What you are asked to do >> Rewrite the listing below as a numbered list, leaving out any blank lines.

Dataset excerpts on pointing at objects
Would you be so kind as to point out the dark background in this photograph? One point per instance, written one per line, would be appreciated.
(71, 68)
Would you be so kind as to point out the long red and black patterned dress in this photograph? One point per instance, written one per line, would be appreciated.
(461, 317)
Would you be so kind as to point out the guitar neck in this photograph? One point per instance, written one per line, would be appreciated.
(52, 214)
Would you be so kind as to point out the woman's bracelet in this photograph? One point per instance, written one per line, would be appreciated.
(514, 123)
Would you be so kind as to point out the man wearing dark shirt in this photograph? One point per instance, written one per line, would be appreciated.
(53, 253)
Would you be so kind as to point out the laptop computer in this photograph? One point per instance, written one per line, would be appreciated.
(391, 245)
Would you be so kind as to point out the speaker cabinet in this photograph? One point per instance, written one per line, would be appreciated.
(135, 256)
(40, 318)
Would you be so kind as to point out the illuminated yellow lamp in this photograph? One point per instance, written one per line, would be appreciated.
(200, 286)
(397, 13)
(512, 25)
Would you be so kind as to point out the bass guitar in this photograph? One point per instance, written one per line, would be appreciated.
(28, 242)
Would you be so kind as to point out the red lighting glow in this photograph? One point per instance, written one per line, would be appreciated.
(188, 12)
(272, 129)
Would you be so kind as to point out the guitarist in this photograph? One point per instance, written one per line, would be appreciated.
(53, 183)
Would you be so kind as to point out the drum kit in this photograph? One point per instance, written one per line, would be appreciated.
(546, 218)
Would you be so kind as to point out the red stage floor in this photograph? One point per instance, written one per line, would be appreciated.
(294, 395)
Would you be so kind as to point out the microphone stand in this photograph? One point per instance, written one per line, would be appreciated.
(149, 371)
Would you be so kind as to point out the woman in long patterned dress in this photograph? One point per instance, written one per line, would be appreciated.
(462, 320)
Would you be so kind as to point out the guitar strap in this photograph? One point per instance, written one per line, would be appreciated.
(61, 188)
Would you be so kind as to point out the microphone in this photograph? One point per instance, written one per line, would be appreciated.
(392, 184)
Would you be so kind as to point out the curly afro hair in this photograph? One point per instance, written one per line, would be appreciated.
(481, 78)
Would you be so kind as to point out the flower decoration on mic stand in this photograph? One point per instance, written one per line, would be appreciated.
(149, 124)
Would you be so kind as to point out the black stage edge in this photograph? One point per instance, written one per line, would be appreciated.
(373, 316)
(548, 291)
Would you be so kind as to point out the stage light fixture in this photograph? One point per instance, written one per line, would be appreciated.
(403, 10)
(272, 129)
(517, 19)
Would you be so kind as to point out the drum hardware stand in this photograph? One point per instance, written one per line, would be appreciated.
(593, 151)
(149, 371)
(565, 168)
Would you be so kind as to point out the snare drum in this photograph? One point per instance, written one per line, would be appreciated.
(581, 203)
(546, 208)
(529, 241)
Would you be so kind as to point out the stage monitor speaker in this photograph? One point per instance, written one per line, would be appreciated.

Full output >>
1. Would you be so kind as to point out the dark background in this photograph? One point per instance, written one per line, would be appreciated.
2. (71, 68)
3. Would you be so kind as to point out the long red and black patterned dress in this photograph? One point per instance, written one per line, would be appreciated.
4. (461, 317)
5. Would you be so kind as to point out the guitar neck in this photograph? One point per instance, written one per line, would be appreciated.
6. (52, 214)
7. Would you be so kind as to point out the woman's bracelet in this photograph? One point per instance, written one per line, would be appreciated.
8. (514, 123)
9. Would you be so kind as to point out the man wearing dark shirt in this photograph? One point per instance, written one per line, would be appreciated.
10. (53, 253)
11. Would you be so kind as to point out the laptop computer in this photograph? One point per instance, written one per line, would be appreciated.
12. (391, 245)
13. Would you be so kind as to point out the speaker cabinet in this photograph? One point per instance, written one per line, would be appreciated.
14. (135, 256)
15. (40, 318)
16. Would you be so kind as to point out the illuminated yellow lamp in this photograph? One point per instance, written one per line, would be appreciated.
17. (200, 286)
18. (397, 13)
19. (512, 25)
20. Would you be so kind as to point out the bass guitar in this photograph? One point per instance, written one per line, would be appreciated.
21. (28, 242)
22. Would you be so kind as to point out the red lighting glow in this photograph? One point per instance, written one per line, would be appreciated.
23. (188, 12)
24. (272, 129)
25. Would you be so kind as to point out the guitarist in this photograph? One point per instance, written one per line, would be appreciated.
26. (53, 183)
27. Would you be so kind as to point out the drum kit in this photograph? One point per instance, written one per line, would be appreciated.
28. (546, 218)
29. Would you be so kind as to point out the red stage floor in this photograph? One point per instance, written one per line, would be appreciated.
30. (294, 395)
31. Would you be so kind as to point out the microphone stand in this photograph? One point per instance, written one per line, would be appreciated.
32. (149, 371)
33. Would you be so kind as to point out the woman in long patterned dress in this photograph? One point per instance, written one per line, would be appreciated.
34. (462, 320)
35. Would you be so kind as to point out the guitar strap in this photograph? One point per instance, written one per line, would be appreciated.
36. (61, 188)
37. Would you be so kind as to point out the microphone in this photograph? One point per instance, written one per line, would be appreciated.
38. (392, 184)
39. Would you be so kind as to point out the curly afro hair in this photograph? One point per instance, written one per line, would be appreciated.
40. (481, 78)
41. Would you be so kind as to point out the flower decoration on mic stand in this photograph? One point per instance, written one per line, would be appreciated.
42. (149, 124)
43. Would you be so kind as to point out the black stage edge in this photograph? One point per instance, written one per line, would be appreciated.
44. (373, 316)
45. (548, 291)
46. Would you be so kind as to point out the stage light fixture in this photograph? One point per instance, written one per line, would be appreciated.
47. (403, 10)
48. (272, 129)
49. (517, 19)
50. Would you be so kind as to point out the drum hardware stand in this photograph? One point per instance, written one per line, would be appreciated.
51. (593, 151)
52. (149, 371)
53. (565, 168)
54. Would you be so kind as to point out the snare drum in this photograph? One point per instance, written one per line, would be appreciated.
55. (581, 203)
56. (546, 208)
57. (529, 241)
58. Would you be so kind as to point out the stage monitor speaker in this photograph? One point per instance, written one per line, would be appreciated.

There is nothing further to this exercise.